▶ **Work order**
Please set down the passage of the Pentagon budget article word for word, starting at "Earlier this year, when" and ending at "authorized by Congress.".

*** Opening of Text provided ***

Pentagon Still Plans to Blow Through Its Allowance
As young children, our parents sometimes give us an allowance to teach basic budgeting skills. You can’t spend more than your parents give you or else you’ll get in trouble. Well, a few years ago, Congress gave the Pentagon strict limits on its annual allowance, but the Department has struggled to stay within that budget.
In advance of the Pentagon’s annual budget request, which usually is submitted during the spring, a senior defense official, Alan Estevez, confirmed that the Department plans on blowing through the budget caps next year. “We’re going to propose a budget next January and it’s going to be above sequestration levels.”
Shocker!
When Estevez refers to “above sequestration levels,” he means above the legal spending limits that Congress has placed on the federal discretionary budget via legislation called the Budget Control Act (BCA). However, the Pentagon continues to propose funding levels that exceed the authorized amounts.
Earlier this year, when the Pentagon first submitted its budget for Fiscal Year 2015, military planners proposed spending $115 billion more than is allowed by the spending caps over the next five years. Now, Estevez is confirming that the Pentagon will indeed follow through on its pledge to blow through its allowance. “We’re obviously planning a budget above sequestration, similar to what we put forward in [Fiscal Year] ’15,” says Estevez. This coming year, in Fiscal Year 2016, the Pentagon will propose spending more than $60 billion above the amount authorized by Congress.
CBO Assessment
While the Pentagon admits that it wants to spend $115 billion more than is allowed, an independent government watchdog says that, in reality, the Pentagon wants to spend even more than that. According to the nonpartisan Congressional Budget Office (CBO), which objectively analyzes the federal government’s long-term spending plans, the Pentagon actually would spend $182 billion more than is allowed over the five-year period from FY 2015 through FY 2019. That’s because CBO has a more realistic way of evaluating Pentagon spending plans.
Although the Pentagon typically budgets on a five-year timetable, referred to as the Future Years Defense Plan (FYDP), CBO further analyzed the following two years of the budget window, Fiscal Years 2020 and 2021. During those following two years, the Pentagon is proposing spending an additional $150 billion more than is allowed under the BCA spending caps. Taken together, “the cumulative cost of DoD’s base-budget plans for 2015 through 2021 would be higher in nominal terms by $332 billion, or about $47 billion a year, than the funding that would be provided to DoD under the limits set” in law, says CBO.
In other words, according to its plans, the Pentagon wants to spend $332 billion more than is legally allowed over the next seven years. The good news is that, according to CBO, this deficit is “about half as large” as the deficit that the Pentagon proposed in its budget last year. The bad news is that the Pentagon relied on phantom savings that have already vanished in order to lower this deficit.

*** Close of Text provided ***
*** Opening of Supplied material ***

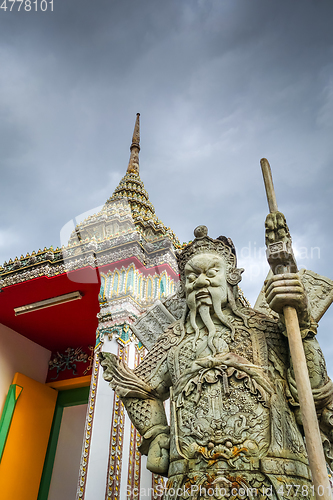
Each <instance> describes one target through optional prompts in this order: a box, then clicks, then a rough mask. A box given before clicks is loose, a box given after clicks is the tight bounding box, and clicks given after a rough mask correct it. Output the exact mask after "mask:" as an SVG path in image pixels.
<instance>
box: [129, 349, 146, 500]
mask: <svg viewBox="0 0 333 500" xmlns="http://www.w3.org/2000/svg"><path fill="white" fill-rule="evenodd" d="M143 357H144V349H141V350H139V349H138V346H137V345H136V346H135V362H134V365H135V367H136V366H138V364H139V363H140V362H141V361H142V359H143ZM140 443H141V436H140V434H139V433H138V432H137V430H136V428H135V427H134V425H133V424H132V423H131V431H130V449H129V467H128V477H127V486H128V487H129V490H130V491H131V494H130V496H129V497H128V500H139V490H140V471H141V453H140V452H139V450H138V446H139V445H140ZM134 492H135V493H134Z"/></svg>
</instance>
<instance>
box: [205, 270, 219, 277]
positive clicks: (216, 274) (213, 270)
mask: <svg viewBox="0 0 333 500" xmlns="http://www.w3.org/2000/svg"><path fill="white" fill-rule="evenodd" d="M216 275H217V269H208V271H207V273H206V276H207V278H214V277H215V276H216Z"/></svg>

*** Close of Supplied material ***

▶ **Your response**
Earlier this year, when the Pentagon first submitted its budget for Fiscal Year 2015, military planners proposed spending $115 billion more than is allowed by the spending caps over the next five years. Now, Estevez is confirming that the Pentagon will indeed follow through on its pledge to blow through its allowance. “We’re obviously planning a budget above sequestration, similar to what we put forward in [Fiscal Year] ’15,” says Estevez. This coming year, in Fiscal Year 2016, the Pentagon will propose spending more than $60 billion above the amount authorized by Congress.